[BEGIN DOCUMENT SEGMENT]

Now, it’s like people know that there are basketball players in the state of Arkansas. There were great players when I played, but now people are starting to take notice of the guys here in Arkansas. A lot of that has to do with parents having more of a focus on skills and development for their kids at an early age, and they understand what it takes to get their kids in that position to be special. The kids are putting in the work, but you’ve got to also give credit to the trainers in the state and the AAU programs here. They’re being put in a position where they can really develop.
Watching Nick play, you can tell he’s a special talent. Not just skill-wise, but also his mentality. I think that’s what separates him from some of the other guys in the state, his mentality. He has the same mentality as a guy like Kobe Bryant, Michael Jordan or even kind of like I had growing up. That “I’m gonna go out and make it happen” kind of attitude.
It’s been fun to watch him play. I didn’t like coaching against him [laughs].
BOAS: What was that like trying to coach against him?
Williamson: Man, it was tough to try to game plan for him. You really can’t. You can try to double-team and trap him, but he’s such a special talent, not just skill-wise like I said but mentally. He understands the game at a high level, so whatever you throw at him, he’s going to make an adjustment and figure it out.
Thoughts on Eric Musselman
BOAS: Switching gears a little bit again, have you been able to keep up with Arkansas basketball recently? Since Musselman took over as head coach?
Williamson: Yeah, it’s been from afar because my focus has been coaching in the NBA and now here at Little Rock Christian and coaching my boys… Wednesdays and Saturdays I’ll have the TV on watching them play. So, I’m aware of what Coach Musselman is doing. He’s done a great job of turning the program around. The excitement around our program is at an all-time high, in the state and nationally.
People are taking notice of what’s going on, on the hill now. I’m very happy and excited about what’s going on, I think he’s done a great job.
BOAS: Have you gotten a chance to meet with Musselman or talk to him much recently? What’s that relationship like? I know your paths might have crossed in the NBA, as y’all both were well-traveled in the league.
Williamson: Musselman was actually my last coach in the NBA. My last year in Sacramento, he was the head coach there. So, I had the opportunity to meet him then and really get to know him.
Then, when I went into coaching at Central Arkansas, he would reach out and send me articles and email me things about coaching to help me out.
He’s always a person that will reach out. I’ve relied on some of the things he’s sent me through the years. And I’ve closely followed his path in coaching, just watching him go from the NBA to being an assistant in college to a head coach and now at Arkansas.

[END DOCUMENT SEGMENT]
[BEGIN EXTRACTED ENTRIES]

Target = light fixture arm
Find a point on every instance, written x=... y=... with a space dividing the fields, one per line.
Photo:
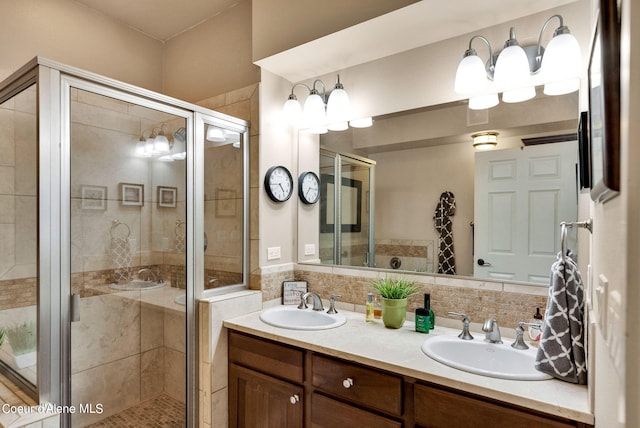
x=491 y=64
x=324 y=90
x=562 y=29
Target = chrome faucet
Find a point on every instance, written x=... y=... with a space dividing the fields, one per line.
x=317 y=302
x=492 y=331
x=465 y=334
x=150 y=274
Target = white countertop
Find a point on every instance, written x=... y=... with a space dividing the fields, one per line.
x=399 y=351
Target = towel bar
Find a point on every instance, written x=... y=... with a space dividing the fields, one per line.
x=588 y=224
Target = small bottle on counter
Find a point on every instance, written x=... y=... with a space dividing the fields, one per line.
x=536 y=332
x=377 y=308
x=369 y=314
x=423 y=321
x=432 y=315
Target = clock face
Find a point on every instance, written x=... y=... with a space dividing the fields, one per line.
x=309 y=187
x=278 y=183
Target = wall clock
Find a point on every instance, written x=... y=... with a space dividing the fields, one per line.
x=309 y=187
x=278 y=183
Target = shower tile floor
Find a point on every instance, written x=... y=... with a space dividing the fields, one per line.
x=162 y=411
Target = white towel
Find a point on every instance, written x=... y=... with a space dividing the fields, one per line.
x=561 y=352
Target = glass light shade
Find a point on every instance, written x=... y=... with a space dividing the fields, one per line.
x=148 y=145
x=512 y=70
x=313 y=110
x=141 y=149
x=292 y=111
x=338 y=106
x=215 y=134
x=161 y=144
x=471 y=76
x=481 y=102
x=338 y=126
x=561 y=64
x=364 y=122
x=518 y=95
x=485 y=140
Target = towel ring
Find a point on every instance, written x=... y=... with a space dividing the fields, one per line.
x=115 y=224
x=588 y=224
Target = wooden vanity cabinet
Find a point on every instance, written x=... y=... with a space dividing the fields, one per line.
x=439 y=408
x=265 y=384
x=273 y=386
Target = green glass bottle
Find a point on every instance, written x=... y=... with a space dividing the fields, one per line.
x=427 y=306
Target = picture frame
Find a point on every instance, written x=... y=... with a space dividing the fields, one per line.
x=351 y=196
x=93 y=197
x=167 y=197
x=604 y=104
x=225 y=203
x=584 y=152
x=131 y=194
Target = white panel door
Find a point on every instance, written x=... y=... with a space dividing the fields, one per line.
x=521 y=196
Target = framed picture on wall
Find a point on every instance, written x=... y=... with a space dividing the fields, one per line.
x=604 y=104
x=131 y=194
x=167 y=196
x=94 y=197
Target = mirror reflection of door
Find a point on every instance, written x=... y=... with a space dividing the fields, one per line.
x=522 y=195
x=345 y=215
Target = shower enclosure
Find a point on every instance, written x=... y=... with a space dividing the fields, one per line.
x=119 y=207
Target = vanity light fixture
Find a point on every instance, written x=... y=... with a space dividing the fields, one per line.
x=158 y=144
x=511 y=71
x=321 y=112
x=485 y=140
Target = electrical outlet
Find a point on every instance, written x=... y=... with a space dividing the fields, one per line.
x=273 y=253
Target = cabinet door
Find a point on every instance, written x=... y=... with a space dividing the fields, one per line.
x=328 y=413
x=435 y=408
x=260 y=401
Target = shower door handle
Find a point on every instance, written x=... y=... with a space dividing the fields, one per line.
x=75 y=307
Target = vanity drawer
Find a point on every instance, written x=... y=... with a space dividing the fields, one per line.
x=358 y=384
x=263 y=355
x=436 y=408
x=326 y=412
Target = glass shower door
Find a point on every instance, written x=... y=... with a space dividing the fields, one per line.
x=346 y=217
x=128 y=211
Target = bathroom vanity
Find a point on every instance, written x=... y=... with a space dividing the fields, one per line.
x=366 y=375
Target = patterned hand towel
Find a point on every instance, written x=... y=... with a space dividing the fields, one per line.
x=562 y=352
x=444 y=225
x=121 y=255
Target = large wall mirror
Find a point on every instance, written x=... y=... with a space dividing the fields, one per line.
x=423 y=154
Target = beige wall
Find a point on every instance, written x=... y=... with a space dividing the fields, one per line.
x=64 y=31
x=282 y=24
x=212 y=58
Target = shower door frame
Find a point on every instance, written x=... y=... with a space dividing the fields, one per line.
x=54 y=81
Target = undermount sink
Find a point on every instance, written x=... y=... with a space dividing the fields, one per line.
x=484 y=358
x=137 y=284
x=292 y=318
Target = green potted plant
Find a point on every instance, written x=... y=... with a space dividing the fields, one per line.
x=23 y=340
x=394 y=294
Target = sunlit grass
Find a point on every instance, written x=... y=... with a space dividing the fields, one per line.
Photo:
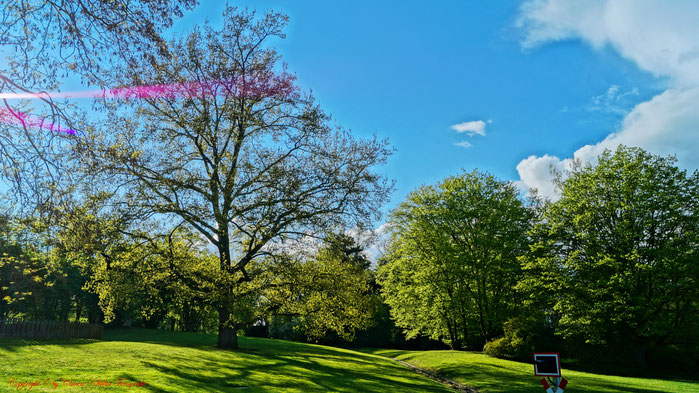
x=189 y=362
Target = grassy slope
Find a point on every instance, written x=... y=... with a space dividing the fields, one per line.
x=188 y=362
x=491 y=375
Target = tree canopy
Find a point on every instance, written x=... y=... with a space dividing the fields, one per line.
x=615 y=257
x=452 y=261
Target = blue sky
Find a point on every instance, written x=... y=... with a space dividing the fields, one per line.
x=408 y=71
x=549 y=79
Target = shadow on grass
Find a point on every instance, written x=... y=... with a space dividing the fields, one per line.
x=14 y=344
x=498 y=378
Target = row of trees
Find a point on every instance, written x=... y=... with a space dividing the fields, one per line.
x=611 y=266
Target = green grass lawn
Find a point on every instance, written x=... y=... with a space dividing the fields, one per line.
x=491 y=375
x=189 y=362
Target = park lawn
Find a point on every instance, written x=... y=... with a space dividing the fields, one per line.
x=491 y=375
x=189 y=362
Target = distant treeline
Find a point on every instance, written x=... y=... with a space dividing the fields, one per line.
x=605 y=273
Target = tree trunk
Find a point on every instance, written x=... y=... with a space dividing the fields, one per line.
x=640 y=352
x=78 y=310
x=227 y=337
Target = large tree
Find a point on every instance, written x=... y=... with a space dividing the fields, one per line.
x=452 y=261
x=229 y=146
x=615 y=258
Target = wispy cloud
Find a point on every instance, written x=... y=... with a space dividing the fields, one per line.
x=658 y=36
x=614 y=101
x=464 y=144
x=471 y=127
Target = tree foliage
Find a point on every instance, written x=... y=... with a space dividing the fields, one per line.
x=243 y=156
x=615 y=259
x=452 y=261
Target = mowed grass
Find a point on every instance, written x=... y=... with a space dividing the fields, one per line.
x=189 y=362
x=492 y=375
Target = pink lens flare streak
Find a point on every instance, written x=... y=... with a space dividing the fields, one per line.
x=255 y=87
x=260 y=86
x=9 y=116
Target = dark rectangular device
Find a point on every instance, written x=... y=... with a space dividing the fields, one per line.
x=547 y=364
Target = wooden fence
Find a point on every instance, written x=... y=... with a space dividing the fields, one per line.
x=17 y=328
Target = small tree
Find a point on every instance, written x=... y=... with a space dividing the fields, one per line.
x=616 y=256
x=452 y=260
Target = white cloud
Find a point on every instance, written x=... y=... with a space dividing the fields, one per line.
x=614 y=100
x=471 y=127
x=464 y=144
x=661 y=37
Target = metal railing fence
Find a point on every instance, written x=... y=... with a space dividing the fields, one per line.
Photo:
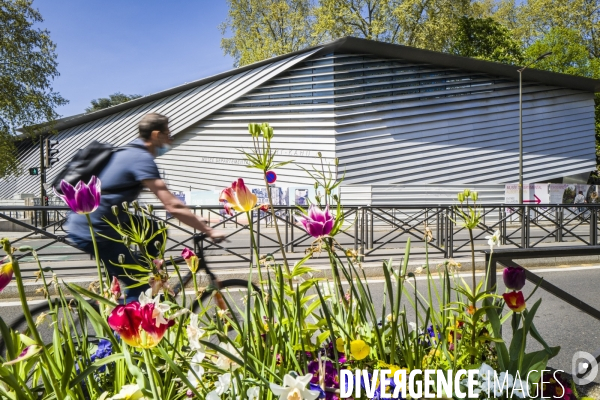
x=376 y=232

[END EXTRACTED ENTRIES]
[BEGIN EXTRACTED ENTRIES]

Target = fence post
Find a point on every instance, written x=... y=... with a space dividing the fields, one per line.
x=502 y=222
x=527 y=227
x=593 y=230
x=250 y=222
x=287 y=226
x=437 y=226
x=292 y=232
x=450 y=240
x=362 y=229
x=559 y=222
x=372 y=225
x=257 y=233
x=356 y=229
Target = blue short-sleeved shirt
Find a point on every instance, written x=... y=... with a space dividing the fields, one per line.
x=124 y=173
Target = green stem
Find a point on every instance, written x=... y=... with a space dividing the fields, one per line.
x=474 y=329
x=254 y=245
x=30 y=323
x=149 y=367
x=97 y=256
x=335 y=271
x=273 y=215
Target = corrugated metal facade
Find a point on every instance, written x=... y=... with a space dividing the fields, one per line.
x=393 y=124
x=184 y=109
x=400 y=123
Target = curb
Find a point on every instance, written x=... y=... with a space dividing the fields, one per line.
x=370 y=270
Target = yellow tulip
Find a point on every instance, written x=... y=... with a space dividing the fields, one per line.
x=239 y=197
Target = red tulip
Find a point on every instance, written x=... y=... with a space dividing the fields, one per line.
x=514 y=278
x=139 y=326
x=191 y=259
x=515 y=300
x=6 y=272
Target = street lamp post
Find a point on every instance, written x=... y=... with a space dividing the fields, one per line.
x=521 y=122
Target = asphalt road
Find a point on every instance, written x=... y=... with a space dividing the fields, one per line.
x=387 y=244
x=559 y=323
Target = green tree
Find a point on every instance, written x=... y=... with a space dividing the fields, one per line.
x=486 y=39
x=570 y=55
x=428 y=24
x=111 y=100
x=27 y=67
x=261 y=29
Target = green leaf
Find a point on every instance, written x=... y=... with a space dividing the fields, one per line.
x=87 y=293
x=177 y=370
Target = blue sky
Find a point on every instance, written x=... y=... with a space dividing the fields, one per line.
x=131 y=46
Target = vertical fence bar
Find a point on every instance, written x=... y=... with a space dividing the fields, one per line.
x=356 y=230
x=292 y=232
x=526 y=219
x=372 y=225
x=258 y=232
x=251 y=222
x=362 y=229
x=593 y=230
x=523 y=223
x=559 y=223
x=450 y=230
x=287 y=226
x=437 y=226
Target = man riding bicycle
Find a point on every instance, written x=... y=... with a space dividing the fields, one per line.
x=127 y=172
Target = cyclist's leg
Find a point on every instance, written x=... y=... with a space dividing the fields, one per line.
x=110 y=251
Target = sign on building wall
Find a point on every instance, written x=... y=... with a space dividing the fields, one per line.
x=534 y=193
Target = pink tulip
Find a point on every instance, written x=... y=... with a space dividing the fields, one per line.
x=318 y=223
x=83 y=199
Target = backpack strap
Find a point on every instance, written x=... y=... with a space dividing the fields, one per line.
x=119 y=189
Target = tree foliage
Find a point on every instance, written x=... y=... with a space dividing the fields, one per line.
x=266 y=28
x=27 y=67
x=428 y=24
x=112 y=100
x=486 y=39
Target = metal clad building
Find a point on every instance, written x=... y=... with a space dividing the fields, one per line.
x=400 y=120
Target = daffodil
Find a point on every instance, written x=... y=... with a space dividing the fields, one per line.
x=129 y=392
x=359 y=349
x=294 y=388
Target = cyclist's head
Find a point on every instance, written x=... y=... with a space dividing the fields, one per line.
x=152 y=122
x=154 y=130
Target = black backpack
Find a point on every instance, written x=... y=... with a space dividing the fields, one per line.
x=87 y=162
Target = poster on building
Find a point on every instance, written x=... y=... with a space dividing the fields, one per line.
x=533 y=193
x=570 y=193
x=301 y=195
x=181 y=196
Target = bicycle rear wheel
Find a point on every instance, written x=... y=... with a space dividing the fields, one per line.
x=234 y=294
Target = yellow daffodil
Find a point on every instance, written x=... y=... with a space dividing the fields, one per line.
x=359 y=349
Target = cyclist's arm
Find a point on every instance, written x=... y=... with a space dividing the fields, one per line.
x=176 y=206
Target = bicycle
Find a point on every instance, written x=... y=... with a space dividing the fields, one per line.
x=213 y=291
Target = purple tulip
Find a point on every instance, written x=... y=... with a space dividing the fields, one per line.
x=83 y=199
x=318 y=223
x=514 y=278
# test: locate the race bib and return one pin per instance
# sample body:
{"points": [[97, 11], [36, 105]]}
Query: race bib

[END EXTRACTED ENTRIES]

■ WHAT IS EXPECTED ■
In the interview about Arkansas basketball, where was Musselman the head coach during Williamson's last year in the NBA? The material is not needed here.

■ TASK RESPONSE ■
Sacramento